I am packing stuff that, if for one reason or another, the place becomes uninhabitable after the elections in August, I would not be too upset about losing yet, paradoxically, is important enough to bring. Still, it’s hard to anticipate what I would want to have with me through the fall.

Yesterday’s fall weather continued throughout the day and the walk with the dog never materialized during the short dry spells between down pours. Nevertheless I made it mostly a vacation day, my last opportunity to use up vacation days that cannot be carried over into the next fiscal year (this is for our own good!).

I spent a few hours sitting on the couch with my back turned to the wet and windy outside, knitting and reading. The book is about the concubine-turned-empress dowager Yeho-Nala in China who ruled from the mid-1800s into 1900. I learned that the famous Boxer Uprising was not rebellion, as portrayed in my school history books, but an attempt to clear the foreigners out of the Middle Kingdom by followers of a martial arts sect (the Righteous Harmonious Fists, nicknamed the Shadow Boxers or Boxers), with the encouragement of the empress dowager. I finally understand this nervousness of the Chinese authorities about the Falun Gong followers. By comparison, Afghanistan’s current troubles seem relatively mild.

I surveyed the garden and noticed that my clever scheme of planting peas next to asparagus did not work. I had reasoned that the asparagus would serve as a trellis but the wind blew them over and the foliage keeps the sun out. Axel will have to do some emergency repair in the next few days, in between his thousand and one things that need to be initiated, finished, handed over, and articulated.

Stress-free

The longest day of the year has passed and we are officially in the summer season. But outside gale winds are howling and the waves in the Cove are whipped up as if we are on the high seas. And then there is the rain, incessant. We can see the grass growing in front of our eyes, and the weeds. The broccoli, peas and tomato plants are knocked over; today is another dismal day.

Dismal too is the dying around us. The father of one of Sita’s classmates died at the age of 58 of a stroke and it made us talk about stress. All day yesterday was about stress-free living. We were actually quite good at it and may have gained a bit more longevity.

First we met with friends from DC who were over on family business, at a small breakfast place in Salem, the kind with low prices, overweight people eating bacon, jovial waitresses, greasy plastic table cloths, and, according to Jerry, excellent home fries. Jerry’s company works in Afghanistan and he will connect Axel to his colleagues in Kabul.

After we said goodbye to our friends we visited the Dutch Seascapes exhibit at the Peabody and Essex Museum. Compared to the dismal weather and the high waves in those pictures, our current weather predicament is minor. We also don’t have the huge towering cliffs, Spanish galleons shooting at us and large scary fish with bulging eyes waiting to devour the shipwrecked.

I am very attentive to gender balance these days and noticed that women were essentially missing from these windows into the 1600s. The only women I saw where fish sellers, washerwomen and a few noble women coming to buy fresh fish. There may have been a few prostitutes but that was hard to tell from the tiny figures that were only marginal to the grand narrative of danger and the insignificance of man: threatening skies, wild seas, sharp rocks, scary fish and big wooden boats with guns.

We walked around a bit longer in rained out Salem, watching musicians trying to stay dry while making the music they were hired to play, presumably to attract and entertain tourists. Staying indoors was better and so we stopped for a late lunch at a wonderful Czech restaurant called Gulu.

================================

▸ **WORK ORDER 1**
Copy from the journal entries, word for word, everything from "I surveyed the" down to "over, and articulated.".
▸ **WORK ORDER 2**
List the details the journal entries give to describe the small breakfast place in Salem.

Dataset listing

================================

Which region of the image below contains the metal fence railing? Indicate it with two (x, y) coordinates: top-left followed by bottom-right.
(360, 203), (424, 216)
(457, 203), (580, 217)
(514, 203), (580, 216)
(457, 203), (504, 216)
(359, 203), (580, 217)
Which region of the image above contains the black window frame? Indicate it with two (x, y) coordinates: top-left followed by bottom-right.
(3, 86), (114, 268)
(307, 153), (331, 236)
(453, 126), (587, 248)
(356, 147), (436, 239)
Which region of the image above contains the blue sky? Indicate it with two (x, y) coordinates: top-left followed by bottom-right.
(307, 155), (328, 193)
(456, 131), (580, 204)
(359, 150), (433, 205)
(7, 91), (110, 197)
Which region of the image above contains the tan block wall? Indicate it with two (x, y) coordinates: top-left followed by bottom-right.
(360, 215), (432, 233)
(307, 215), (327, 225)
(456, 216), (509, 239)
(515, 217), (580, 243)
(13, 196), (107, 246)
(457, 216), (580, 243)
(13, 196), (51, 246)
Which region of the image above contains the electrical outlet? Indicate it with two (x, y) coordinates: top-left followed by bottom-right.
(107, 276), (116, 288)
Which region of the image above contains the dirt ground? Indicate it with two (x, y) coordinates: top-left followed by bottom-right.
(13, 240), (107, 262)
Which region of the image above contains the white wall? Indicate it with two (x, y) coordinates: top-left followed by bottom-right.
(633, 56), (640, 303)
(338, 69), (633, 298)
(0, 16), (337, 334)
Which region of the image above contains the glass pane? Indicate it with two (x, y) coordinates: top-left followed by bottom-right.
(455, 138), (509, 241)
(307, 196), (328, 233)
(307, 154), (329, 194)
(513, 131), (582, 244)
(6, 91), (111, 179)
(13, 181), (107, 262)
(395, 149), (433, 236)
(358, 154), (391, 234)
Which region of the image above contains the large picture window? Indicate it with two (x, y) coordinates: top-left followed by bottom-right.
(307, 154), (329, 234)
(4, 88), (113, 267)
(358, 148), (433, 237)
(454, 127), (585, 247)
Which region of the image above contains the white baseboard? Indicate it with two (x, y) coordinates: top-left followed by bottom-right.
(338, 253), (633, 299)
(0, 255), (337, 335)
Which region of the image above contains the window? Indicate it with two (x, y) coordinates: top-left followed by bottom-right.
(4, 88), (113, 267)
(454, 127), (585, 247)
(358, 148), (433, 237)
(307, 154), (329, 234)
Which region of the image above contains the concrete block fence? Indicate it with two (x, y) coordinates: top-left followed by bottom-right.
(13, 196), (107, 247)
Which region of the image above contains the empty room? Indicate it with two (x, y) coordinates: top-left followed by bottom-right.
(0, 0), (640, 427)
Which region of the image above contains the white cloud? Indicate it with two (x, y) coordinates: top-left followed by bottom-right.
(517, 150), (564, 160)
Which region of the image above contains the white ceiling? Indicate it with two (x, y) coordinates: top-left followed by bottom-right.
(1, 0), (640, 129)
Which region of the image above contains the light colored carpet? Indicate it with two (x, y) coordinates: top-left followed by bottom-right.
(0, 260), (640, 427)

================================

▸ **EXERCISE RESULT 1**
I surveyed the garden and noticed that my clever scheme of planting peas next to asparagus did not work. I had reasoned that the asparagus would serve as a trellis but the wind blew them over and the foliage keeps the sun out. Axel will have to do some emergency repair in the next few days, in between his thousand and one things that need to be initiated, finished, handed over, and articulated.

▸ **EXERCISE RESULT 2**
- Low prices
- Overweight people eating bacon
- Jovial waitresses
- Greasy plastic table cloths
- Excellent home fries, according to Jerry